Task to complete: Copy the rows from the line that contains "In this exercise you will spot the cabinet" through the line that contains "<point>690,140</point>", changing "cabinet door handle" to "drawer handle" and keeping everything else the same. Give only those rows.

Given data:
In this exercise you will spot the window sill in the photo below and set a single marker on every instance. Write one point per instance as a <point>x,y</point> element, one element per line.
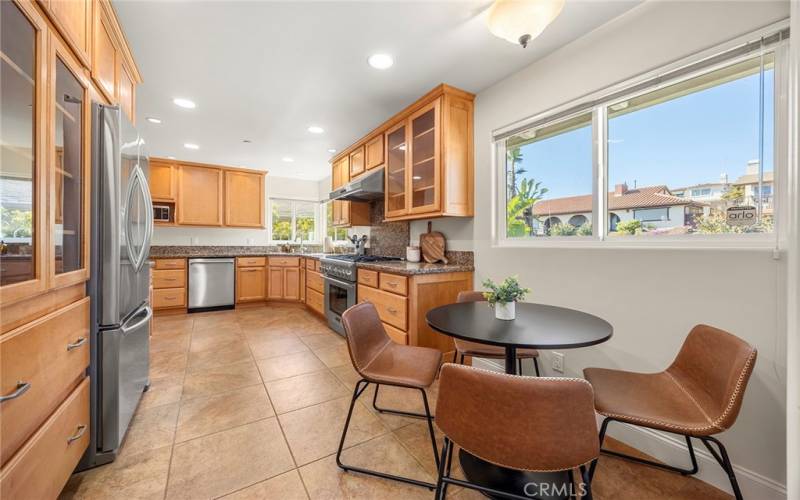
<point>758,242</point>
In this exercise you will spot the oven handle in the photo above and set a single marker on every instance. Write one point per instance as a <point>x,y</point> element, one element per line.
<point>341,283</point>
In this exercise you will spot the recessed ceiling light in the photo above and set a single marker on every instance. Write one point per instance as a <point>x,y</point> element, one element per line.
<point>380,61</point>
<point>184,103</point>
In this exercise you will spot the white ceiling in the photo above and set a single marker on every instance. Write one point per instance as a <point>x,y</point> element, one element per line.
<point>266,71</point>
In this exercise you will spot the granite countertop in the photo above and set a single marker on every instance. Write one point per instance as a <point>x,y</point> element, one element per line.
<point>178,252</point>
<point>412,268</point>
<point>458,262</point>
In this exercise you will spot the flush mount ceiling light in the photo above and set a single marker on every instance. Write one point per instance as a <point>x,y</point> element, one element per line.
<point>520,21</point>
<point>380,61</point>
<point>184,103</point>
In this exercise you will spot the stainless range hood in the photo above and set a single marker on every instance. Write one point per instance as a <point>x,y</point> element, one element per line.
<point>368,187</point>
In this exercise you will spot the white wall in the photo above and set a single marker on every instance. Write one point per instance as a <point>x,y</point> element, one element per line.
<point>276,187</point>
<point>651,297</point>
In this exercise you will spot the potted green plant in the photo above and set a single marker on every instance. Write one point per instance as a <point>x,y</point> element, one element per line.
<point>503,297</point>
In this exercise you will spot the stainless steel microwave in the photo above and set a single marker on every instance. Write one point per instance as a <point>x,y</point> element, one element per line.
<point>161,213</point>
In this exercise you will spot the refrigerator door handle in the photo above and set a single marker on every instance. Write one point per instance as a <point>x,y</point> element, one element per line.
<point>148,314</point>
<point>138,181</point>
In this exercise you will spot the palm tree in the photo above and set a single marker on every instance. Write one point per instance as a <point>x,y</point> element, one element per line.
<point>513,158</point>
<point>519,210</point>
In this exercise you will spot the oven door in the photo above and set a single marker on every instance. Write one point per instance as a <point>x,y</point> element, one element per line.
<point>339,296</point>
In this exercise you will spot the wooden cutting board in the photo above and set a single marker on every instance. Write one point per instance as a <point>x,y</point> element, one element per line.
<point>432,244</point>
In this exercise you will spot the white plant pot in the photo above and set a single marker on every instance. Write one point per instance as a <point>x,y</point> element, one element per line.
<point>505,310</point>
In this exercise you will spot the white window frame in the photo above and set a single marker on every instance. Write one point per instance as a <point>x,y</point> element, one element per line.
<point>293,202</point>
<point>598,103</point>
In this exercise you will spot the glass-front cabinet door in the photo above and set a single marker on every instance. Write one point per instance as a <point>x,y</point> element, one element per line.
<point>396,142</point>
<point>22,183</point>
<point>69,170</point>
<point>424,193</point>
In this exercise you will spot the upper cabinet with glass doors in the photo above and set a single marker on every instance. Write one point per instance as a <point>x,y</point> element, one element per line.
<point>22,151</point>
<point>427,157</point>
<point>46,57</point>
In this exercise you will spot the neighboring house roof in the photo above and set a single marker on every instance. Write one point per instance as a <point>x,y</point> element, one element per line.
<point>696,186</point>
<point>753,178</point>
<point>644,197</point>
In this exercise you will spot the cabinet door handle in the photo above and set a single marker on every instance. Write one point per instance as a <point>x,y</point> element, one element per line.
<point>77,435</point>
<point>22,387</point>
<point>76,344</point>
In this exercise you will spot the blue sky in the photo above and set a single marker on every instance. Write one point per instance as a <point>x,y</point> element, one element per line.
<point>690,140</point>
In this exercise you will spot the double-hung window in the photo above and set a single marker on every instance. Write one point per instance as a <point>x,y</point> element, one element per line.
<point>294,220</point>
<point>684,154</point>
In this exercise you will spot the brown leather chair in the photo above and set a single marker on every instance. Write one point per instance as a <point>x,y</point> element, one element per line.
<point>467,348</point>
<point>699,395</point>
<point>381,361</point>
<point>523,423</point>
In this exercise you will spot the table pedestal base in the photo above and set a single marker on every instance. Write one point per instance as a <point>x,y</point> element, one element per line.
<point>541,485</point>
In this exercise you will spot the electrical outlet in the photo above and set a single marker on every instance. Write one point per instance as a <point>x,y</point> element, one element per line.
<point>558,362</point>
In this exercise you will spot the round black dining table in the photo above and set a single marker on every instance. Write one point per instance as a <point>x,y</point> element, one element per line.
<point>537,326</point>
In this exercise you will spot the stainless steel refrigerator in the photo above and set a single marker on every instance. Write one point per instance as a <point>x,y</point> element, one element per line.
<point>122,227</point>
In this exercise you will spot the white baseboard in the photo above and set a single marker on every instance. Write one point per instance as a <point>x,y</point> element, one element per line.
<point>669,449</point>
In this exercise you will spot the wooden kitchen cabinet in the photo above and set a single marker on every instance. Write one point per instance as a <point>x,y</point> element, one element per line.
<point>104,60</point>
<point>58,57</point>
<point>275,283</point>
<point>403,301</point>
<point>200,192</point>
<point>74,19</point>
<point>126,96</point>
<point>357,164</point>
<point>427,153</point>
<point>291,283</point>
<point>244,199</point>
<point>250,284</point>
<point>283,278</point>
<point>374,152</point>
<point>163,181</point>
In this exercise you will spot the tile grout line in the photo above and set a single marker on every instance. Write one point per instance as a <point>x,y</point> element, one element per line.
<point>175,433</point>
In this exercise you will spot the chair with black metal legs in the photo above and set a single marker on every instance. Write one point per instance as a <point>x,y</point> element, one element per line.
<point>467,348</point>
<point>381,361</point>
<point>528,424</point>
<point>699,395</point>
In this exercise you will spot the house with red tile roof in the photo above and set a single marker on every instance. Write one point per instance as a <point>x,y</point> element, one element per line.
<point>654,206</point>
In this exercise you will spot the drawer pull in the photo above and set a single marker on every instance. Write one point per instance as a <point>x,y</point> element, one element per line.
<point>77,435</point>
<point>22,388</point>
<point>76,344</point>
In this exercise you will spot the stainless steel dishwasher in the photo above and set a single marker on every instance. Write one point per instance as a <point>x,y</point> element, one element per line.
<point>211,284</point>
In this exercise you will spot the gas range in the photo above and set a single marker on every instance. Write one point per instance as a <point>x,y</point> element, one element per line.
<point>343,267</point>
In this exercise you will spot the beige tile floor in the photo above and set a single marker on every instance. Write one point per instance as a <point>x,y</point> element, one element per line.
<point>250,404</point>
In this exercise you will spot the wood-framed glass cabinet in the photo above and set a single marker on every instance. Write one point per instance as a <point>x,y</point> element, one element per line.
<point>45,167</point>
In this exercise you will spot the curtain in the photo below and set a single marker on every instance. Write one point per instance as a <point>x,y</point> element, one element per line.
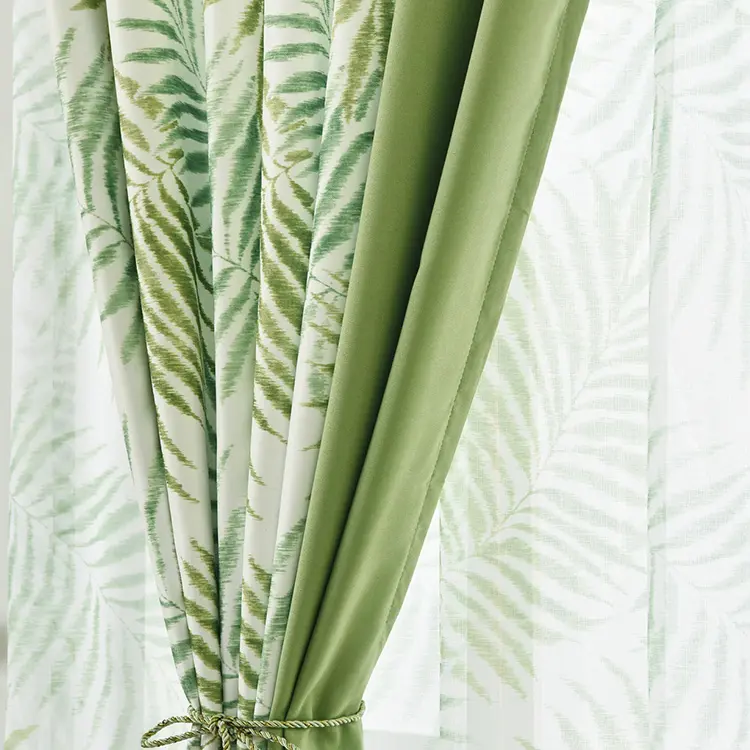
<point>582,584</point>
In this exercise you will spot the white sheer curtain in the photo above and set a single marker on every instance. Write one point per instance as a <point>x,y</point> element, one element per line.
<point>586,582</point>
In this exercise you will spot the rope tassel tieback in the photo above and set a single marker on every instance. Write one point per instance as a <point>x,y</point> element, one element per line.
<point>229,729</point>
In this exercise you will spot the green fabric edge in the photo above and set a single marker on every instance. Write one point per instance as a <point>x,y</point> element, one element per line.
<point>352,583</point>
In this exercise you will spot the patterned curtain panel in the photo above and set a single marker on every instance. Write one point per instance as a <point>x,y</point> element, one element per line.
<point>208,162</point>
<point>584,582</point>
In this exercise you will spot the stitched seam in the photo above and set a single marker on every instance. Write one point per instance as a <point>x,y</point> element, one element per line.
<point>532,133</point>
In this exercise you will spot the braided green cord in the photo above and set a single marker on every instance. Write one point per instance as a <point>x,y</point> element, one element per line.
<point>229,729</point>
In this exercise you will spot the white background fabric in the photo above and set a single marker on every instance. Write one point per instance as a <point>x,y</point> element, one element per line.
<point>586,585</point>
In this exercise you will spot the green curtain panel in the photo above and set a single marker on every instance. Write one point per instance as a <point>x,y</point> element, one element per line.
<point>300,220</point>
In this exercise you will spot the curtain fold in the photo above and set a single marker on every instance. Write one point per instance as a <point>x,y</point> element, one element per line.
<point>221,159</point>
<point>415,336</point>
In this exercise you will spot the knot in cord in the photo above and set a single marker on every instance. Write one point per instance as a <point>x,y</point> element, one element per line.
<point>229,729</point>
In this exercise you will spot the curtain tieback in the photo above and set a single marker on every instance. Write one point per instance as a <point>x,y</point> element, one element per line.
<point>229,729</point>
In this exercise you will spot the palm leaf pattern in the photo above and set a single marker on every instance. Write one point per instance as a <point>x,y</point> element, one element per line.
<point>217,153</point>
<point>594,525</point>
<point>87,632</point>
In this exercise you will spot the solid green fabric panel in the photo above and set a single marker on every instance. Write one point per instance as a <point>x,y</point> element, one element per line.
<point>386,451</point>
<point>415,121</point>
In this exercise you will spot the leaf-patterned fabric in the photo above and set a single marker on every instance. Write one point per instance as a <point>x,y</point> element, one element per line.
<point>219,152</point>
<point>584,584</point>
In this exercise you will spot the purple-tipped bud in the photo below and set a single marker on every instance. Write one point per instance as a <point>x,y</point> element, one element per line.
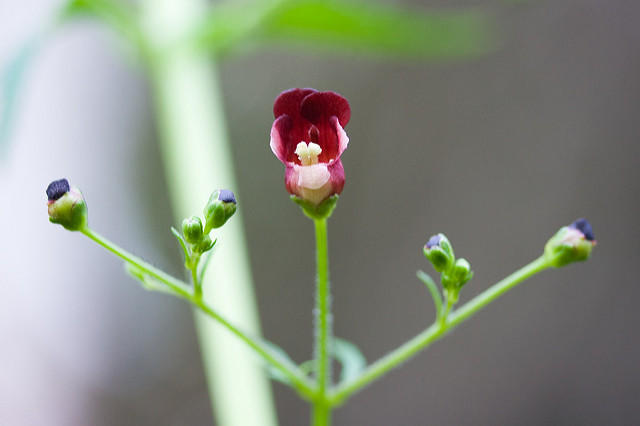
<point>57,189</point>
<point>570,244</point>
<point>66,206</point>
<point>583,226</point>
<point>226,196</point>
<point>434,241</point>
<point>439,252</point>
<point>219,209</point>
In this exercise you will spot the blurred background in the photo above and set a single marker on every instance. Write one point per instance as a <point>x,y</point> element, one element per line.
<point>497,151</point>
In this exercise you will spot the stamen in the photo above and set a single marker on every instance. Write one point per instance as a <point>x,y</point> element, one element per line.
<point>308,153</point>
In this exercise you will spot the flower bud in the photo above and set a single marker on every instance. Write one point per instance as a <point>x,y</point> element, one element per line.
<point>66,206</point>
<point>461,272</point>
<point>205,244</point>
<point>570,244</point>
<point>220,207</point>
<point>192,229</point>
<point>439,252</point>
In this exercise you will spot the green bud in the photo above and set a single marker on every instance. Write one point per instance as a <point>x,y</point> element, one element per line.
<point>66,205</point>
<point>204,245</point>
<point>192,229</point>
<point>461,272</point>
<point>439,252</point>
<point>219,209</point>
<point>319,211</point>
<point>570,244</point>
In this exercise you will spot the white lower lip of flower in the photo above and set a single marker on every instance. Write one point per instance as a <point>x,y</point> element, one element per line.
<point>314,182</point>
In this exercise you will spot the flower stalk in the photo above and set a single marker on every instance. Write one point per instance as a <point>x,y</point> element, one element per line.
<point>435,331</point>
<point>323,333</point>
<point>180,289</point>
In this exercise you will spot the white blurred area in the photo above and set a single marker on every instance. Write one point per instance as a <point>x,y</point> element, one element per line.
<point>82,343</point>
<point>497,152</point>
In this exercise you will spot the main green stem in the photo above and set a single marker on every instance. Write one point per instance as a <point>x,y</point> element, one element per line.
<point>435,331</point>
<point>321,407</point>
<point>197,160</point>
<point>292,372</point>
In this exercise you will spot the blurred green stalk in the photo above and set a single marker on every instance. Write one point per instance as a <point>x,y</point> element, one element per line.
<point>198,160</point>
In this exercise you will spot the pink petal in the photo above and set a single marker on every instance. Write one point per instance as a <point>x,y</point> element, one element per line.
<point>343,139</point>
<point>336,170</point>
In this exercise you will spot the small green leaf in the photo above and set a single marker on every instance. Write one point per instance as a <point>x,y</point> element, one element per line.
<point>284,358</point>
<point>433,289</point>
<point>182,242</point>
<point>348,27</point>
<point>350,357</point>
<point>147,281</point>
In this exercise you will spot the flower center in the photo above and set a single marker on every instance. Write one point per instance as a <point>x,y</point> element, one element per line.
<point>308,153</point>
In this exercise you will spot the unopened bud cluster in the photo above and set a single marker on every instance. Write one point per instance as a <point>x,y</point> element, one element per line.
<point>570,244</point>
<point>218,210</point>
<point>66,205</point>
<point>454,273</point>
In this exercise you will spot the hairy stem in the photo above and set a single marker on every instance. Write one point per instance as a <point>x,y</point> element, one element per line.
<point>437,330</point>
<point>178,288</point>
<point>321,408</point>
<point>197,159</point>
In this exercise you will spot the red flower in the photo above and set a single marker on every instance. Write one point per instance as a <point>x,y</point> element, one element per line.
<point>308,137</point>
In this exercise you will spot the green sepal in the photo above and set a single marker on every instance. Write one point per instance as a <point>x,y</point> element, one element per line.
<point>349,357</point>
<point>217,212</point>
<point>567,246</point>
<point>461,272</point>
<point>205,245</point>
<point>441,256</point>
<point>70,211</point>
<point>316,212</point>
<point>192,230</point>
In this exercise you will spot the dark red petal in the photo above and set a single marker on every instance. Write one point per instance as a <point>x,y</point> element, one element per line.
<point>285,136</point>
<point>320,106</point>
<point>331,137</point>
<point>289,101</point>
<point>337,176</point>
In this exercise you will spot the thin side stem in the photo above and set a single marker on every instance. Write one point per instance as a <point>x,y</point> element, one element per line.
<point>179,288</point>
<point>175,284</point>
<point>321,408</point>
<point>435,331</point>
<point>197,159</point>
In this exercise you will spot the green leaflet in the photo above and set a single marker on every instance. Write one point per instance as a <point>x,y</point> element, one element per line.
<point>350,357</point>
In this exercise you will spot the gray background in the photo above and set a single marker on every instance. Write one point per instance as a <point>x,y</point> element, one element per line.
<point>496,152</point>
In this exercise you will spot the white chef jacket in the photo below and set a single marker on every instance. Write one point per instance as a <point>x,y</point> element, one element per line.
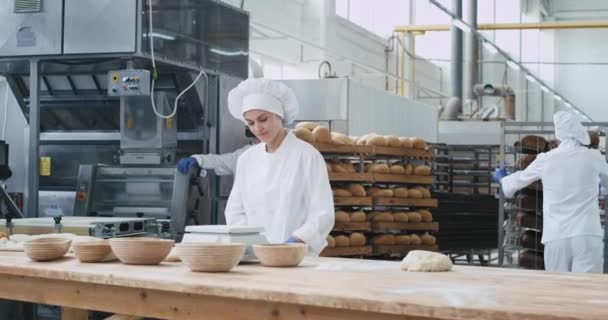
<point>221,164</point>
<point>570,175</point>
<point>287,192</point>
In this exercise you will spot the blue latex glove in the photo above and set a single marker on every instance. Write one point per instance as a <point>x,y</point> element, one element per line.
<point>184,165</point>
<point>499,174</point>
<point>293,240</point>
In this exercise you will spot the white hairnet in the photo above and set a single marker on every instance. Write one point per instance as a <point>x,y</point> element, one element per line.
<point>567,126</point>
<point>263,94</point>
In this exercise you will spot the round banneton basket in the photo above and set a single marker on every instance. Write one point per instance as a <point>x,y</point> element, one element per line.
<point>210,257</point>
<point>280,255</point>
<point>141,251</point>
<point>92,251</point>
<point>46,249</point>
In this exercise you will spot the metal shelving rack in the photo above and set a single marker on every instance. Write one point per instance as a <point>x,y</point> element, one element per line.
<point>511,132</point>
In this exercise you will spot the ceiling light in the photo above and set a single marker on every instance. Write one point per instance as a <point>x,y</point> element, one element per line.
<point>513,65</point>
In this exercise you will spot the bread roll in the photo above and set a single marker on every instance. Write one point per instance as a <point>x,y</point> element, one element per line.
<point>422,171</point>
<point>409,169</point>
<point>414,217</point>
<point>402,240</point>
<point>406,143</point>
<point>376,141</point>
<point>304,134</point>
<point>388,193</point>
<point>418,143</point>
<point>400,192</point>
<point>393,141</point>
<point>306,125</point>
<point>331,242</point>
<point>428,239</point>
<point>342,241</point>
<point>400,217</point>
<point>415,240</point>
<point>397,169</point>
<point>342,217</point>
<point>384,239</point>
<point>357,239</point>
<point>322,135</point>
<point>341,193</point>
<point>357,216</point>
<point>379,168</point>
<point>425,216</point>
<point>357,190</point>
<point>382,217</point>
<point>414,194</point>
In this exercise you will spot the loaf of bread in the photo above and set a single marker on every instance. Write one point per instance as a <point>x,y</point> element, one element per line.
<point>342,217</point>
<point>400,217</point>
<point>331,242</point>
<point>382,217</point>
<point>397,169</point>
<point>357,216</point>
<point>322,135</point>
<point>414,194</point>
<point>376,140</point>
<point>306,125</point>
<point>425,215</point>
<point>357,239</point>
<point>402,240</point>
<point>415,240</point>
<point>414,217</point>
<point>406,143</point>
<point>393,141</point>
<point>428,239</point>
<point>338,192</point>
<point>342,241</point>
<point>357,190</point>
<point>400,192</point>
<point>304,134</point>
<point>422,171</point>
<point>384,239</point>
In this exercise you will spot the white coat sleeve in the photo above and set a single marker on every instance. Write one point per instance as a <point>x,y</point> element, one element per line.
<point>518,180</point>
<point>235,210</point>
<point>221,164</point>
<point>320,217</point>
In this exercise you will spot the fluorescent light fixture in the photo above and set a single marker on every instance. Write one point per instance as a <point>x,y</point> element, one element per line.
<point>461,25</point>
<point>490,47</point>
<point>513,65</point>
<point>229,53</point>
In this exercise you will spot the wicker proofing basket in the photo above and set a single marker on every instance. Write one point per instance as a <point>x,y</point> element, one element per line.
<point>210,257</point>
<point>141,251</point>
<point>280,255</point>
<point>46,249</point>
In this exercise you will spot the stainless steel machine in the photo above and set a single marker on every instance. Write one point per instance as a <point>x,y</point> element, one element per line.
<point>82,70</point>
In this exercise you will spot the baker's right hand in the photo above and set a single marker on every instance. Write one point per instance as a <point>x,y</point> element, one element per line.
<point>184,165</point>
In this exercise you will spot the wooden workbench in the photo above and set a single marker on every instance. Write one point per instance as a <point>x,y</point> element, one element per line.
<point>322,288</point>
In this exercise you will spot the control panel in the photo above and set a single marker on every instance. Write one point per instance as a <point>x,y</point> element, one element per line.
<point>129,82</point>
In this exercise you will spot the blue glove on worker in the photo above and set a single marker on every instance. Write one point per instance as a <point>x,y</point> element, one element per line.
<point>499,174</point>
<point>184,165</point>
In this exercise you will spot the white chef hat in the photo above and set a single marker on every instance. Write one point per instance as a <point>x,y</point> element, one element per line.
<point>567,126</point>
<point>263,94</point>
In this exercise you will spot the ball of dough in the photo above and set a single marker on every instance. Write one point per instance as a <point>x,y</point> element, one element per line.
<point>426,261</point>
<point>342,241</point>
<point>414,217</point>
<point>357,216</point>
<point>322,135</point>
<point>357,239</point>
<point>304,134</point>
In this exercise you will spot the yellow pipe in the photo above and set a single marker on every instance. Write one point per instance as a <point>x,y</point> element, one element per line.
<point>509,26</point>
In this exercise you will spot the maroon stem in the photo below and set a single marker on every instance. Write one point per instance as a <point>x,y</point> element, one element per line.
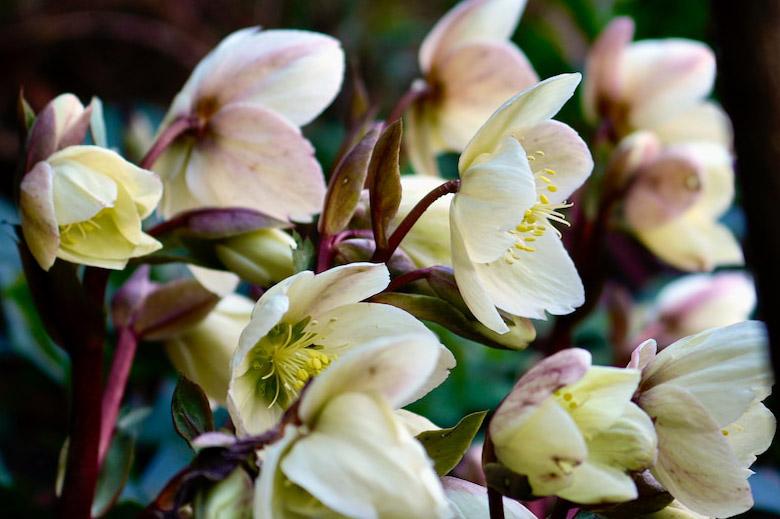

Correct response:
In this exercise you will spot the drawer handle in the photo above and set a single marker on every instance. Write one point per instance as a <point>x,y</point> element, one element per line.
<point>77,435</point>
<point>22,387</point>
<point>76,344</point>
In this exercise you will spot the blue sky in the photo above and set a single marker on every instance. Write one point per instance as a <point>x,y</point> element, one element per line.
<point>690,140</point>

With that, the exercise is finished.